---- INPUT RECORDS

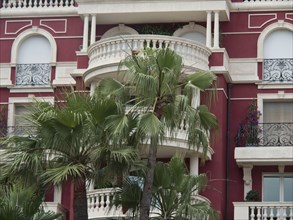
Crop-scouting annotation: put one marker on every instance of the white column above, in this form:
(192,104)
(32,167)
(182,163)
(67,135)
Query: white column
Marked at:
(195,102)
(93,29)
(247,179)
(85,32)
(57,193)
(91,185)
(209,29)
(216,30)
(194,165)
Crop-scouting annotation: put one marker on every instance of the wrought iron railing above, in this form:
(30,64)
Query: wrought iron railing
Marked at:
(278,69)
(18,4)
(36,74)
(25,130)
(265,134)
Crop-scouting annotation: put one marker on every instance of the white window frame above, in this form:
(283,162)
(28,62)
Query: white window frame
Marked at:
(281,190)
(13,101)
(32,32)
(262,97)
(273,27)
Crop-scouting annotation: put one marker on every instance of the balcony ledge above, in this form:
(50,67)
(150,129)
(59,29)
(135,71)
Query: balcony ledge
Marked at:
(106,54)
(282,155)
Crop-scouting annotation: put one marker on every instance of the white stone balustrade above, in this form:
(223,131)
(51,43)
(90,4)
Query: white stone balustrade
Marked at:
(112,50)
(19,4)
(263,210)
(99,204)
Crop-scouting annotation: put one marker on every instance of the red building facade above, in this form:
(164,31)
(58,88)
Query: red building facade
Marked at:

--------

Repeat exactly the lines above from the line that contains "of the wrought" through the end. Include both of these ends; leave out everything else.

** ANSWER TO THIS PROBLEM **
Crop-scouting annotation: put one marker on every instance of the wrought iron railing above, in this form:
(30,64)
Query: wrought iron railing
Marked at:
(278,69)
(18,4)
(36,74)
(25,130)
(265,134)
Crop-scouting annotation: put one marker on every instance of the white window frame above, in this form:
(283,162)
(28,62)
Query: white window frame
Marked at:
(281,190)
(13,101)
(32,32)
(262,97)
(273,27)
Crop-scouting annotation: put one marker on every instance of the balcony ledge above, in this form:
(50,67)
(150,129)
(59,29)
(135,71)
Query: balcony ledge
Marked at:
(106,54)
(282,155)
Crop-scouting annotation: put one marker on every instance of the white stone balustrade above, in this form:
(223,131)
(51,43)
(90,4)
Query: white stone balustrade
Marked at:
(112,50)
(19,4)
(263,210)
(99,204)
Crop-scouting annotation: put one marker on every instance of the red building facade above, in this form:
(164,31)
(58,88)
Query: red building facade
Marked at:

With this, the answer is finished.